Reproduce the lines of every item, substituting "be located in this image" for each occurrence of "be seen here" and leaving everything else unchanged. Omit the pictures from your answer.

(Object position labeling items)
⟨
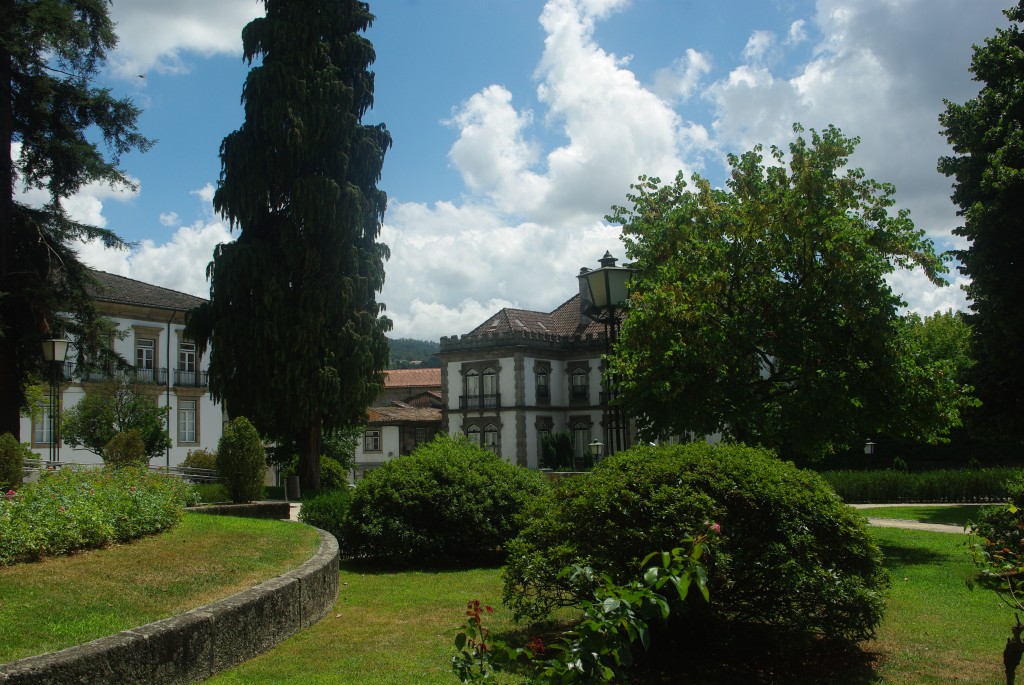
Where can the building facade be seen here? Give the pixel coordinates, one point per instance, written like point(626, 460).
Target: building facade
point(150, 325)
point(522, 375)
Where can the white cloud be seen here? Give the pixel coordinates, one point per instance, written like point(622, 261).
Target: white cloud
point(159, 35)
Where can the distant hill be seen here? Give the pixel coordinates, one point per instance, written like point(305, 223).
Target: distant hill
point(410, 353)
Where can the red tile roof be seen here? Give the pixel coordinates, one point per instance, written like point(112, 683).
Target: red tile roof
point(413, 378)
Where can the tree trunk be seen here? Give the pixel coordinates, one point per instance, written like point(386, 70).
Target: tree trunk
point(309, 451)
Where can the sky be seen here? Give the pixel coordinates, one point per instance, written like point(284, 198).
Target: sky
point(517, 124)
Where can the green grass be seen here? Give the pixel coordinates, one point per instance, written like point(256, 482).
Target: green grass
point(953, 515)
point(64, 601)
point(397, 628)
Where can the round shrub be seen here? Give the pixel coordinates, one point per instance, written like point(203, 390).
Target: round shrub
point(333, 474)
point(12, 456)
point(327, 510)
point(242, 461)
point(200, 459)
point(450, 501)
point(785, 551)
⟩
▶ _COMPLETED EXERCISE_:
Where can the building facade be located in this image? Give the pixel coordinates, one point per instance, written like point(626, 460).
Target: building facade
point(150, 325)
point(522, 375)
Where can the white cloud be located in this image? Give the pixel coordinates, one point per instance, written like point(622, 261).
Target: white cloud
point(159, 35)
Where can the distant hill be located in this image? Give the pixel coordinates, one point per instance, written like point(305, 223).
Target: distant hill
point(410, 353)
Where can the red tile roof be located in this image? Give the pixel coordinates, one point per instance, written like point(112, 683).
Target: red tile roof
point(413, 378)
Where can the tree trunk be located in this image? Give the pixel coordinates, one point per instance, written like point(386, 70).
Target: tree trunk
point(309, 451)
Where can the sky be located in this image? Give the pixel coordinates, one point per instance, written like point(284, 198).
Target: sky
point(517, 124)
Where can the green grass be located in this image? Give the pixel coordinates, one point per instance, written like point(256, 482).
Target: green grass
point(953, 515)
point(64, 601)
point(397, 628)
Where can the round shrub be located in this image? Give the pixel coordinates, one point per instance, written like point(203, 390).
Target: round shrub
point(333, 474)
point(12, 456)
point(327, 510)
point(242, 461)
point(200, 459)
point(450, 501)
point(785, 551)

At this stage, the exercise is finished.